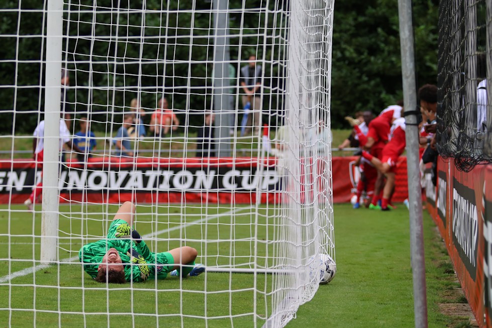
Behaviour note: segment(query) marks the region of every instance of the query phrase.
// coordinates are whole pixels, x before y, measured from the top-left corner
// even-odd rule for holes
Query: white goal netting
[[[0,325],[286,324],[335,259],[333,2],[38,2],[0,9]],[[126,201],[205,272],[94,280]]]

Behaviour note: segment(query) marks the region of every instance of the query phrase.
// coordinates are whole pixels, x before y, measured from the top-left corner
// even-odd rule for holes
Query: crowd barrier
[[[458,170],[439,158],[437,185],[426,170],[427,208],[480,326],[492,327],[492,165]]]
[[[266,203],[278,201],[282,192],[275,158],[101,158],[84,166],[75,162],[62,166],[60,201],[254,203],[259,192]],[[360,177],[355,159],[333,158],[336,203],[349,201],[355,192]],[[29,160],[0,161],[0,203],[26,200],[35,182],[41,181],[40,166],[36,170],[36,165]],[[405,157],[400,158],[398,169],[393,200],[401,201],[407,194]]]

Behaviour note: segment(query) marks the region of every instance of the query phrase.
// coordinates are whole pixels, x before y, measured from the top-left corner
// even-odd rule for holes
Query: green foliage
[[[19,6],[17,2],[4,2],[4,8]],[[42,119],[38,113],[44,112],[44,90],[40,86],[44,84],[45,39],[33,37],[45,33],[42,3],[35,0],[20,3],[23,9],[35,10],[20,16],[15,11],[4,12],[0,18],[0,35],[8,36],[2,38],[0,49],[0,85],[18,87],[0,88],[3,100],[0,131],[6,134],[12,133],[13,127],[16,133],[31,133]],[[144,17],[129,14],[142,9],[142,0],[117,3],[119,9],[100,7],[92,12],[84,7],[83,2],[72,3],[71,9],[84,11],[65,16],[71,23],[67,25],[64,21],[64,33],[72,36],[64,40],[63,59],[69,70],[76,72],[71,74],[72,87],[67,91],[71,109],[91,113],[94,121],[119,123],[120,116],[112,113],[124,111],[137,93],[142,105],[149,109],[155,108],[158,98],[165,94],[172,106],[180,111],[183,124],[199,124],[200,119],[187,114],[210,109],[211,103],[214,21],[210,12],[202,10],[210,10],[211,3],[148,0]],[[272,10],[282,9],[287,4],[269,3]],[[264,6],[260,0],[248,1],[247,5]],[[438,2],[428,0],[414,5],[417,84],[435,83]],[[240,0],[229,2],[232,9],[243,6]],[[157,11],[162,9],[169,13],[166,16]],[[252,11],[232,11],[230,18],[231,34],[241,35],[229,39],[231,60],[239,66],[240,61],[247,60],[250,54],[265,59],[264,114],[281,111],[282,104],[270,94],[282,83],[280,72],[285,65],[284,49],[275,37],[286,22],[271,13]],[[337,2],[333,29],[332,121],[333,128],[340,128],[347,127],[343,120],[347,115],[361,110],[376,113],[402,97],[397,3],[389,0]],[[20,37],[16,37],[18,34]],[[109,34],[113,36],[73,37]],[[256,45],[263,44],[264,38],[271,46]],[[142,41],[145,43],[141,46]],[[190,58],[191,62],[181,61]],[[151,65],[146,58],[158,60]],[[199,62],[204,60],[209,63]],[[235,79],[231,81],[232,84],[237,83]],[[268,118],[266,122],[270,122],[270,116],[265,116]],[[105,123],[95,124],[93,128],[112,129]]]
[[[403,98],[398,2],[335,3],[332,124],[358,111],[378,113]],[[414,2],[417,87],[435,84],[438,2]]]

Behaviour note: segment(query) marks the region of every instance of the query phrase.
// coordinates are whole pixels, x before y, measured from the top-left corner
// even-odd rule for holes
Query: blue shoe
[[[379,205],[374,205],[372,203],[369,204],[369,209],[381,209],[381,206]]]
[[[196,277],[205,272],[205,266],[203,264],[196,264],[189,272],[190,277]]]

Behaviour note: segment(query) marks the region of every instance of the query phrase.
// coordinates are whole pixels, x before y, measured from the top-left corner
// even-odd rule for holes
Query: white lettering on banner
[[[11,171],[10,172],[0,172],[0,191],[4,190],[5,188],[6,191],[10,191],[13,189],[15,189],[17,191],[22,191],[26,184],[26,178],[27,177],[27,171],[22,171],[20,174],[18,174],[16,171]],[[7,178],[7,181],[5,184],[4,182]]]
[[[96,179],[99,178],[100,181],[96,182]],[[87,176],[87,187],[89,190],[101,190],[104,188],[108,183],[108,174],[105,172],[94,171]]]
[[[258,179],[259,177],[257,174],[251,175],[251,171],[249,170],[245,170],[242,172],[243,178],[241,180],[241,186],[247,190],[252,190],[258,185]],[[253,178],[252,179],[251,178]],[[251,180],[251,183],[249,181]]]
[[[5,171],[0,172],[0,191],[3,190],[4,187],[5,186],[4,185],[4,178],[7,176],[7,172],[5,172]]]
[[[141,171],[134,171],[130,174],[130,179],[125,186],[125,189],[131,189],[134,188],[140,190],[144,188],[143,173]]]
[[[442,213],[443,217],[446,217],[446,190],[447,182],[442,178],[439,178],[438,187],[439,189],[437,197],[437,208]]]
[[[160,170],[155,171],[147,171],[145,172],[145,176],[149,177],[149,181],[147,182],[147,190],[150,190],[154,188],[154,184],[157,176],[162,173]]]
[[[429,199],[436,201],[436,187],[432,183],[432,173],[425,174],[425,195]]]
[[[193,173],[187,170],[178,171],[172,178],[172,184],[176,189],[188,189],[193,184]]]
[[[196,175],[196,181],[194,189],[200,190],[202,187],[206,190],[212,189],[214,177],[215,176],[215,170],[211,170],[208,174],[203,170],[199,170],[195,174]]]
[[[174,173],[173,171],[163,171],[162,176],[163,178],[162,179],[162,182],[161,184],[159,185],[159,190],[168,190],[170,188],[169,186],[169,180],[171,179],[171,176]]]
[[[17,175],[17,172],[15,171],[9,172],[7,174],[9,180],[7,181],[7,187],[10,190],[12,189],[13,187],[15,187],[17,191],[20,191],[24,189],[24,184],[26,182],[26,177],[27,176],[27,172],[23,171],[21,172],[20,176]]]
[[[275,184],[278,182],[278,176],[274,171],[264,171],[263,180],[261,184],[261,190],[266,190],[268,185]],[[265,175],[266,174],[266,175]]]
[[[475,263],[475,249],[477,240],[476,206],[465,199],[453,188],[453,233],[470,263]]]
[[[222,178],[222,185],[225,189],[233,190],[237,188],[237,183],[232,183],[233,177],[241,175],[238,170],[231,170],[224,175]]]
[[[127,177],[128,173],[128,172],[125,171],[120,171],[119,172],[110,171],[109,172],[110,185],[108,186],[109,189],[110,190],[119,190],[122,187],[123,181],[125,181],[125,178]],[[118,177],[118,179],[116,178],[117,175]]]
[[[68,182],[67,182],[67,189],[82,189],[85,184],[87,179],[87,171],[70,170],[68,171]],[[64,179],[63,181],[65,181]]]

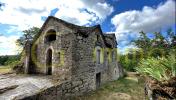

- - - -

# [EXERCISE BRIEF]
Pick out each line of the data above that contains the word "white", and treat uppercase and lowercase as different.

# [SOLUTION FOR THIS TASK]
Query: white goal netting
Query: white lettering on banner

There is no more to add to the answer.